(Recorded data)
========================================================================

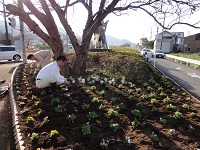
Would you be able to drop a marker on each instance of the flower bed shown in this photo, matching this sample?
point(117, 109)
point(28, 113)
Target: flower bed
point(105, 113)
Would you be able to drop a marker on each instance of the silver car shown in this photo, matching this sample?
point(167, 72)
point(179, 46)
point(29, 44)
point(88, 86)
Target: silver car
point(9, 53)
point(159, 53)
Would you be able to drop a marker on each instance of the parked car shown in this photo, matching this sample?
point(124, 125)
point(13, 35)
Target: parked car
point(9, 53)
point(146, 53)
point(145, 50)
point(159, 53)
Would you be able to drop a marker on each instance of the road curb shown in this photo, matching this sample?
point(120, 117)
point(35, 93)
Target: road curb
point(177, 84)
point(15, 122)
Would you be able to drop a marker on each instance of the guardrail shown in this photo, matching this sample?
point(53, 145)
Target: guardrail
point(186, 60)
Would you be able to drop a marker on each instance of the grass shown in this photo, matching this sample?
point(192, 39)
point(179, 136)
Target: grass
point(195, 56)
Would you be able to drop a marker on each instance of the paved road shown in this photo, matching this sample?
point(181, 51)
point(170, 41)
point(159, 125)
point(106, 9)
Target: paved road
point(185, 76)
point(6, 130)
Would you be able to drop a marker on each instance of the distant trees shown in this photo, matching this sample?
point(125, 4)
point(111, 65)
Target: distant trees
point(145, 42)
point(173, 10)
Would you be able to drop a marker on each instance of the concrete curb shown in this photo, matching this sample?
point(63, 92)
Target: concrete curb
point(15, 122)
point(178, 84)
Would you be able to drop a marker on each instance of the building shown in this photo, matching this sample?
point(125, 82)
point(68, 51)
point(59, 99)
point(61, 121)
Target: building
point(169, 41)
point(192, 43)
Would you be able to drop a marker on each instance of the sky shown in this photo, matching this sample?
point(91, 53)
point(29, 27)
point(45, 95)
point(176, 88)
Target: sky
point(133, 27)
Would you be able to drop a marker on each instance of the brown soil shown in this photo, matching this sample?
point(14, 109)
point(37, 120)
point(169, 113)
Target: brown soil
point(186, 129)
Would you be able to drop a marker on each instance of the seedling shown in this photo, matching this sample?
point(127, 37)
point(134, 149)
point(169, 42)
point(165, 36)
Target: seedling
point(34, 136)
point(58, 108)
point(135, 123)
point(112, 112)
point(71, 118)
point(53, 133)
point(86, 129)
point(92, 115)
point(177, 115)
point(163, 121)
point(86, 106)
point(136, 113)
point(95, 99)
point(114, 126)
point(154, 137)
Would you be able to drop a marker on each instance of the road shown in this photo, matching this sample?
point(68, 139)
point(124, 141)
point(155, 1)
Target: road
point(6, 129)
point(185, 76)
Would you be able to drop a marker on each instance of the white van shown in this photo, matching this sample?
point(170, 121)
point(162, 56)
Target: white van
point(9, 53)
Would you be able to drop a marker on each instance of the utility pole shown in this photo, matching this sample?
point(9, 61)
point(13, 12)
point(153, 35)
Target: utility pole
point(22, 34)
point(7, 41)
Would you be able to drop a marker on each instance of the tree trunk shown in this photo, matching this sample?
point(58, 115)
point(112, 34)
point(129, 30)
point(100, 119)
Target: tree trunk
point(79, 66)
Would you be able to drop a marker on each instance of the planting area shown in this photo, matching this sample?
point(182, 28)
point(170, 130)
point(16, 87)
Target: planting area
point(102, 112)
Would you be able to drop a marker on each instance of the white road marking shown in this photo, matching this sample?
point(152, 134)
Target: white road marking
point(194, 75)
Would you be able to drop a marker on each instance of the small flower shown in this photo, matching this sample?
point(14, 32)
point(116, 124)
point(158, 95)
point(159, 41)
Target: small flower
point(104, 144)
point(45, 120)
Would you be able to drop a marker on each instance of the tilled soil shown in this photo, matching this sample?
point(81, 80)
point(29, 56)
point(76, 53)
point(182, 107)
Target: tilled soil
point(121, 118)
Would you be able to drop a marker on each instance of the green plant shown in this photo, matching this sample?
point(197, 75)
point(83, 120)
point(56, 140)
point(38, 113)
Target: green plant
point(172, 132)
point(132, 97)
point(113, 99)
point(135, 123)
point(184, 93)
point(34, 136)
point(152, 95)
point(33, 97)
point(45, 120)
point(104, 144)
point(114, 126)
point(178, 115)
point(119, 92)
point(139, 104)
point(190, 128)
point(92, 115)
point(95, 99)
point(86, 129)
point(136, 113)
point(138, 90)
point(162, 94)
point(87, 91)
point(30, 120)
point(144, 96)
point(112, 112)
point(149, 88)
point(185, 106)
point(93, 88)
point(53, 133)
point(132, 86)
point(154, 137)
point(43, 93)
point(167, 100)
point(172, 107)
point(121, 106)
point(71, 118)
point(86, 106)
point(154, 101)
point(37, 103)
point(192, 114)
point(58, 108)
point(145, 85)
point(120, 86)
point(154, 109)
point(74, 101)
point(55, 101)
point(103, 92)
point(163, 121)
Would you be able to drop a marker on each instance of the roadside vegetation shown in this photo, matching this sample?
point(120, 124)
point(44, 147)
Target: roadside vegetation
point(195, 56)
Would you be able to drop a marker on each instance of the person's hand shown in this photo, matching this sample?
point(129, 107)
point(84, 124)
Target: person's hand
point(37, 65)
point(66, 81)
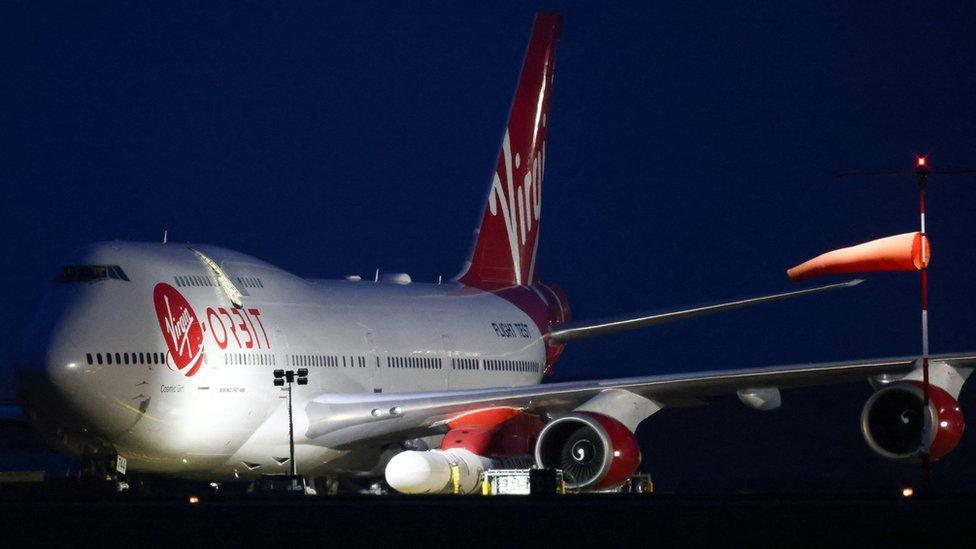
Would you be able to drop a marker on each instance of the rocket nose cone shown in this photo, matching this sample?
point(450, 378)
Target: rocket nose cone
point(414, 472)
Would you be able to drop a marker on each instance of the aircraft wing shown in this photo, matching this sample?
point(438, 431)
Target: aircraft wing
point(580, 330)
point(346, 420)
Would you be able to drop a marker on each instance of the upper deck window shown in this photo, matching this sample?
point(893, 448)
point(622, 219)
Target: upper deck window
point(90, 273)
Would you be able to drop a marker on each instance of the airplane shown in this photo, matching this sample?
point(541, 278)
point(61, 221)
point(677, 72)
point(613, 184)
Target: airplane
point(164, 355)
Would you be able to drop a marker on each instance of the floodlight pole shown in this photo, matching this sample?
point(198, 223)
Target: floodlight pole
point(291, 434)
point(921, 168)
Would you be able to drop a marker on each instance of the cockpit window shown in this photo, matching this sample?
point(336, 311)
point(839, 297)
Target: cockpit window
point(90, 273)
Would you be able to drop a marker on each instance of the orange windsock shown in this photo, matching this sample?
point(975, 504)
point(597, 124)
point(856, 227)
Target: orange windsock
point(894, 253)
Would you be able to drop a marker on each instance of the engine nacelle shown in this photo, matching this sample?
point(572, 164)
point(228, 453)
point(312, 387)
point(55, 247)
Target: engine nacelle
point(892, 421)
point(594, 451)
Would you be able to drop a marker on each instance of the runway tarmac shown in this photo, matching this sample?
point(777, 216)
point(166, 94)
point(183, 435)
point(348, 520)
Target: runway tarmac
point(62, 510)
point(589, 521)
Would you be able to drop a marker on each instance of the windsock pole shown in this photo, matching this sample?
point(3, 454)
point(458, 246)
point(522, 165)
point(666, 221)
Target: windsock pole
point(921, 168)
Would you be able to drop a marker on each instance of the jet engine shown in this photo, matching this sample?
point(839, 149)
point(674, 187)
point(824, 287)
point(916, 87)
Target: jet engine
point(893, 418)
point(594, 451)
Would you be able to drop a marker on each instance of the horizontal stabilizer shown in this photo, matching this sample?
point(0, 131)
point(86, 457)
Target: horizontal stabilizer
point(581, 330)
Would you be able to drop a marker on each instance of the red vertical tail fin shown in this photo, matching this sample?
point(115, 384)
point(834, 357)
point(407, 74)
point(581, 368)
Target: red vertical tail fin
point(503, 253)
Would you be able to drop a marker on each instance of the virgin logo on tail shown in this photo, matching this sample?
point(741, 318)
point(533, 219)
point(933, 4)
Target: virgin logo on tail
point(520, 205)
point(506, 241)
point(181, 329)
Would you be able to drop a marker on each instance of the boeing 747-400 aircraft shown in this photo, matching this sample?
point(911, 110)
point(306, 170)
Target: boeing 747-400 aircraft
point(163, 353)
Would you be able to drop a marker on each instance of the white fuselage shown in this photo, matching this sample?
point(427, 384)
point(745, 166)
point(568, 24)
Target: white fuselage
point(101, 371)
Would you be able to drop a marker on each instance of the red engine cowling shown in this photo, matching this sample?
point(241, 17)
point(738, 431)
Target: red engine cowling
point(892, 421)
point(594, 451)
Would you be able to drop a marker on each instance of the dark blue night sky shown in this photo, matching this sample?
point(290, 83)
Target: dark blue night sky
point(690, 159)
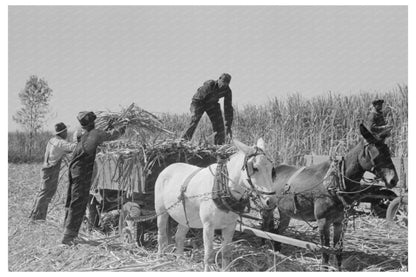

========================================================================

Work task
Pictures stay out. Print the lines of the records above exactly, from the first through the one with "point(88, 86)".

Problem solution
Would you be able to drop a marker on each instance of the flower bed shown in this photo, matching this sample?
point(117, 109)
point(28, 113)
Target: flower bed
point(105, 113)
Would you be able to drop a marker on each instance of the silver car shown in this photo, matching this sample?
point(167, 72)
point(179, 46)
point(29, 44)
point(88, 86)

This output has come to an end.